_WHAT YOU HAVE TO DO_.
Both the line containing "point: navy blue" and the last line of the listing are included: write out exactly the lines from one to the other.

BEGIN DATA PROVIDED

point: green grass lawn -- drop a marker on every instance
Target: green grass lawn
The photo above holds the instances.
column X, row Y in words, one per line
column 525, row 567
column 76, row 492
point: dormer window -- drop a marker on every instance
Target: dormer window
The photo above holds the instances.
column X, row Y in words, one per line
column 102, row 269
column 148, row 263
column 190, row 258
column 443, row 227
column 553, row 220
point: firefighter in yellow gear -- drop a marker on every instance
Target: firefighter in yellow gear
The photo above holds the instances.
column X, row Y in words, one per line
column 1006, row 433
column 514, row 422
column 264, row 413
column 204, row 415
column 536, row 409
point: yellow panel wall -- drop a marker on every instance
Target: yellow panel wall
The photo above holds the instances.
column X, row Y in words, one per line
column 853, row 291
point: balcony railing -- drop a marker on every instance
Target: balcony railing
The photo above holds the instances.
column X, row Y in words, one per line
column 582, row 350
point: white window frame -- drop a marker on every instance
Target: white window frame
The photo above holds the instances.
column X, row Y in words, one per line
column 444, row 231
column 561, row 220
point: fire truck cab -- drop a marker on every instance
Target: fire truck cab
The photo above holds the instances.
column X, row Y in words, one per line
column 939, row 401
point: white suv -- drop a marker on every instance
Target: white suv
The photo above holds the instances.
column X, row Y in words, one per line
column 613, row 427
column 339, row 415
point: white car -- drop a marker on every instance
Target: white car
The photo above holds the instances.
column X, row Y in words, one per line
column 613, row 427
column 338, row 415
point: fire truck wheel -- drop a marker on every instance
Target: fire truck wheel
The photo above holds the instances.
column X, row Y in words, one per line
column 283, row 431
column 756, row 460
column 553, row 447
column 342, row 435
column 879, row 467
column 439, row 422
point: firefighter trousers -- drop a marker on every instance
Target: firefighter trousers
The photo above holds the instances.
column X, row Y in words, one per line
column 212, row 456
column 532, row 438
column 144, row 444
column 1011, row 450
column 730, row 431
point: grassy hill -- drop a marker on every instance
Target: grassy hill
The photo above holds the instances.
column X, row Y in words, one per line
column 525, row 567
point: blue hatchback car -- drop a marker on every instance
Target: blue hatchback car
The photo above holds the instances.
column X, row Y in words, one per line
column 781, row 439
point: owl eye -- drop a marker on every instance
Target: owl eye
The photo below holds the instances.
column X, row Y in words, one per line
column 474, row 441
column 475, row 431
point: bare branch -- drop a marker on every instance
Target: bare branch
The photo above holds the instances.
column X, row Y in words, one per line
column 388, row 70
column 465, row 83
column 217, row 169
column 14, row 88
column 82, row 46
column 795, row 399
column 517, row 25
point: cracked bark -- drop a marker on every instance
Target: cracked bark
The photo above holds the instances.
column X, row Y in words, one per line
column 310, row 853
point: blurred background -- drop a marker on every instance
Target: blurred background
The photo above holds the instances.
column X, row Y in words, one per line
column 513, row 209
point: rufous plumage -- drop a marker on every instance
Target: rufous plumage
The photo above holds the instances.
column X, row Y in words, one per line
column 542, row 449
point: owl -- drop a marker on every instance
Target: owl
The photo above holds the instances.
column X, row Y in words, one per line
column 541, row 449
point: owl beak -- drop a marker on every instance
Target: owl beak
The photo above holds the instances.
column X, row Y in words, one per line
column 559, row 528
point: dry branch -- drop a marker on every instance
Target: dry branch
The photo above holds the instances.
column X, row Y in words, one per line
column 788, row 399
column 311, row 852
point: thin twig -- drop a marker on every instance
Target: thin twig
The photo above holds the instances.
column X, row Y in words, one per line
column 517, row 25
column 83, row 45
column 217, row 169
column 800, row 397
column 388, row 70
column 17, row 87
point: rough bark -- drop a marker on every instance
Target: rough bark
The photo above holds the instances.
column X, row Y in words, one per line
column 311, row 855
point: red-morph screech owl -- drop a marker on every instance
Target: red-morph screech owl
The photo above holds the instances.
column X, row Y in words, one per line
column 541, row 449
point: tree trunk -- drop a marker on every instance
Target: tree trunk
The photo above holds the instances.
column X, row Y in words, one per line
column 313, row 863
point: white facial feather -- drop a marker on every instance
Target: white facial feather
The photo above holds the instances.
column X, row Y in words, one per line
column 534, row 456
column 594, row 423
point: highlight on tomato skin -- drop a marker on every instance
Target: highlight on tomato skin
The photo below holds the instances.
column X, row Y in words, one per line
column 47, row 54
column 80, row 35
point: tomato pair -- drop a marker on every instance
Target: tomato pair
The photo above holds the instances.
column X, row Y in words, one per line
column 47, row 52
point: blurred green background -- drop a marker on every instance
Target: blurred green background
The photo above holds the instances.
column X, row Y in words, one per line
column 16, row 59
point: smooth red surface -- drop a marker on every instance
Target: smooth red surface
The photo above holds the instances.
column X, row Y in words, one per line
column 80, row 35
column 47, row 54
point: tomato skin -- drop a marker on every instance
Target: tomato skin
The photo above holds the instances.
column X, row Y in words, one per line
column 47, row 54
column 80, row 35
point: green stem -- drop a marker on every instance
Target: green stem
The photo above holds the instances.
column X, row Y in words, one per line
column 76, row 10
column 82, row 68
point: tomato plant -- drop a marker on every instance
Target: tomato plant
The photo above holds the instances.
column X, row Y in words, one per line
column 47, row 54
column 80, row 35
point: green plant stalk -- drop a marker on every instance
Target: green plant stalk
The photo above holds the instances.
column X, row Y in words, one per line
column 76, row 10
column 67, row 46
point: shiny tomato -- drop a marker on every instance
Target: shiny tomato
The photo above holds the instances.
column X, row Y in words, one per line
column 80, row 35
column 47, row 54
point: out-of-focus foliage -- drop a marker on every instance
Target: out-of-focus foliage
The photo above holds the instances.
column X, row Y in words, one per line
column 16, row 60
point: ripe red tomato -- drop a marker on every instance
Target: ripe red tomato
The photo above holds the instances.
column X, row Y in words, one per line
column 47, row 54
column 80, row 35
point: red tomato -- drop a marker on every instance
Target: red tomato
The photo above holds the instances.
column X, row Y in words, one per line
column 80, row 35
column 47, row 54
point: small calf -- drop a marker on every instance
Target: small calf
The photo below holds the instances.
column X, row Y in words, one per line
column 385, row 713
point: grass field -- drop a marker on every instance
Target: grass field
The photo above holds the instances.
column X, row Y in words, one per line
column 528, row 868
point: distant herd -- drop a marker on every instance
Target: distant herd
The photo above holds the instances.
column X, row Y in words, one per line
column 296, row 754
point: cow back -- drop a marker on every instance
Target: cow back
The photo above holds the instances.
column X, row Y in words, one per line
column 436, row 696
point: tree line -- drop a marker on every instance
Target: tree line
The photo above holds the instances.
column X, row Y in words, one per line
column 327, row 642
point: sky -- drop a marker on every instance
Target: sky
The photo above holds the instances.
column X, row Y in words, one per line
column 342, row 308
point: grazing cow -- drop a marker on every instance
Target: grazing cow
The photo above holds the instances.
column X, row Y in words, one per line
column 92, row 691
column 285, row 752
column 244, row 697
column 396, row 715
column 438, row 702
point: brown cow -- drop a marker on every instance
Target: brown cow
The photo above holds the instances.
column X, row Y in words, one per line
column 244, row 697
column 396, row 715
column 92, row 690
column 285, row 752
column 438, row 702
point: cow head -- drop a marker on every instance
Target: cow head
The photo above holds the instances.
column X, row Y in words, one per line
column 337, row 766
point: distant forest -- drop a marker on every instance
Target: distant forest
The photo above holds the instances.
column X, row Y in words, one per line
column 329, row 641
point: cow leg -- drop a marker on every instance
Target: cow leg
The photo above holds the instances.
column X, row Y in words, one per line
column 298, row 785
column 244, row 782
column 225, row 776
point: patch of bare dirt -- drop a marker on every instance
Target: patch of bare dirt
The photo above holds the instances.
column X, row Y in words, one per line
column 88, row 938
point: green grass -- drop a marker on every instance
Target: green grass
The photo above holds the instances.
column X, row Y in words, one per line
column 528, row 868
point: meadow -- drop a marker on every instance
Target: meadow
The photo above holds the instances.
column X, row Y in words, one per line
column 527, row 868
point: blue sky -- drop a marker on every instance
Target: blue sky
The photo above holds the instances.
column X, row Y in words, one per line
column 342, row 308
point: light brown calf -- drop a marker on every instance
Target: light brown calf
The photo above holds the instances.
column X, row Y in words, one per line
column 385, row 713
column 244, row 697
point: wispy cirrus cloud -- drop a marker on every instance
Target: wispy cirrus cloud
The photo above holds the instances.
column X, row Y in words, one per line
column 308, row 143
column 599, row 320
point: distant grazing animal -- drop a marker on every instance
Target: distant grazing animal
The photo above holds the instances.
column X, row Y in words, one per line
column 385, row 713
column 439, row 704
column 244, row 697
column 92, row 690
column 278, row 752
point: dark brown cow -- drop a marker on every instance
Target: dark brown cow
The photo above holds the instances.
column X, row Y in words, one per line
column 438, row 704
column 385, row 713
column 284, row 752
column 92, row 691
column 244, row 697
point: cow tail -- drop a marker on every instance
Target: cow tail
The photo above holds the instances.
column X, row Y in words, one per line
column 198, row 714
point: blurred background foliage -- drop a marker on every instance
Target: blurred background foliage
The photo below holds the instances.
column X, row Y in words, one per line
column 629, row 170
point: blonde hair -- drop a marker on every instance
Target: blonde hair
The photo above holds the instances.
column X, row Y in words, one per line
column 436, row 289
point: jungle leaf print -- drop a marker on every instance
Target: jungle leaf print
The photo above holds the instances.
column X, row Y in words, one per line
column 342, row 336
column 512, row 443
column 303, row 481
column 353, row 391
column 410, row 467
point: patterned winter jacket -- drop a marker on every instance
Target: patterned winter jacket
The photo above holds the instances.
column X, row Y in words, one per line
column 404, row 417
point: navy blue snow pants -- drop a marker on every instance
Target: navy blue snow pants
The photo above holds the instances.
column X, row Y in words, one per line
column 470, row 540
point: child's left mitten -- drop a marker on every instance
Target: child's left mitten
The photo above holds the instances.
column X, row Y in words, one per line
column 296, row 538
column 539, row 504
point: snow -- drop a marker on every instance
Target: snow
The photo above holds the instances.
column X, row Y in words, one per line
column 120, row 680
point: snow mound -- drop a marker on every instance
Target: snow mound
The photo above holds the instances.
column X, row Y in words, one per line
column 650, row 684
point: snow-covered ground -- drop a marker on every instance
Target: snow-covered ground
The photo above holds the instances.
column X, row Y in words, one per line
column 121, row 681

END DATA PROVIDED

_EXERCISE RESULT_.
point: navy blue snow pants -- drop a marker on every instance
Target: navy blue snow pants
The photo above holds the instances.
column X, row Y in words, one per line
column 470, row 540
point: child's left mitten -- drop a marker on every instance
Target: child's left mitten
The photo above holds the instances.
column X, row Y in words, one per line
column 296, row 538
column 539, row 504
point: snow -- drop a marker on every instance
Target: snow
The photo above holds the instances.
column X, row Y in words, one per line
column 120, row 680
point: snow mound -- drop a marker on every instance
Target: snow mound
The photo above holds the instances.
column X, row Y in words, one per line
column 650, row 684
point: snow-covered ground -- drop a marker on every instance
Target: snow-covered ground
The photo above holds the instances.
column X, row Y in words, one per line
column 121, row 681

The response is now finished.